*TEXTE DE LA PAGE*.
+---+

4. Il résulte de l'instruction que l'administration a adressé à M. B..., le 18 mai 2016, en application de l'article L. 16 du livre des procédures fiscales, une demande de justifications portant sur la nature et de l'origine de certaines sommes créditées en 2012 et en 2013 sur son compte bancaire français CCP n° 26 396 73 R 20 et sur son compte bancaire n° 6430047872410 ouvert en Belgique auprès de l'établissement Banca Monte Paschi. Cette demande comportait, pour chaque année et chaque compte, le détail des sommes concernées selon qu'elles provenaient de versements en espèces, par chèques ou par virements, et mentionnait, pour certaines d'entre elles, notamment une somme de 300 000 euros créditée le 29 juin 2012, l'émetteur du virement. Si M. B... a répondu à cette demande en produisant quelques justificatifs, ces derniers ont été regardés comme insuffisants par l'administration qui lui a en conséquence adressé, le 28 juillet 2016, en application de l'article L. 16 A du même livre, une mise en demeure de compléter sa réponse précisant les crédits demeurant injustifiés, parmi lesquels figurait le virement de 300 000 euros enregistré en 2012. M. B... n'a pas retiré le pli postal contenant cette mise en demeure, à laquelle il n'a, par conséquent, pas répondu. Il s'ensuit que, contrairement à ce qu'il soutient, M. B... a bien été mis en demeure de justifier de la nature et de l'origine de la somme de 300 000 euros créditée en 2012 sur son compte bancaire ouvert en Belgique, comme d'ailleurs des autres sommes créditées tant sur ce compte que sur son compte ouvert en France et demeurées non justifiées. Par suite, il n'est pas fondé à soutenir que c'est à tort que ces sommes ont été taxées d'office à l'impôt sur le revenu en tant que revenus d'origine indéterminée.

+---+

*BLOC DE DONNÉES*.
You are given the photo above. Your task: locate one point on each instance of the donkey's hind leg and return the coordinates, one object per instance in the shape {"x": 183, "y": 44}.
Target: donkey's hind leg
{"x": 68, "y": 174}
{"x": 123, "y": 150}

+---+

*TRAVAIL À FAIRE*.
Rédigez la suite de l'extrait de décision sur la taxation d'office des sommes créditées sur les comptes de M. B..., en reprenant après sa dernière phrase.

*RÉPONSE RÉDIGÉE*.
5. En deuxième lieu, il résulte de ce qui a été dit au point 4 ci-dessus que les revenus d'origine indéterminée notifiés au contribuable résultent de la mise en œuvre de la procédure de taxation d'office pour défaut de réponse à une demande de justifications de l'article L. 16 du livre des procédures fiscales prévue à l'article L. 69 du même livre, et non de la taxation de sommes transférées à l'étranger ou en provenance de l'étranger par l'intermédiaire de comptes non déclarés. Si M. B... soutient que la somme de 300 000 euros créditée sur son compte bancaire ouvert en Belgique le 29 juin 2012 en provenance des Pays-Bas ne pouvait être imposée à l'impôt sur le revenu sur le fondement de l'article 1649 A, dernier alinéa, du code général des impôts en l'absence de transfert entre la France et l'étranger, la référence à l'article 1649 A dans la proposition de rectification du 3 octobre 2016, à la fin du paragraphe faisant état de la mise en œuvre de la procédure de taxation d'office, avait pour seul objet d'indiquer au contribuable que les sommes créditées sur son compte bancaire belge pourraient relever, le cas échéant, de ces dispositions si les transferts étaient établis. Il s'ensuit que M. B... n'est pas fondé à critiquer la base légale retenue pour imposer à l'impôt sur le revenu la somme de 300 000 euros créditée sur ce compte bancaire.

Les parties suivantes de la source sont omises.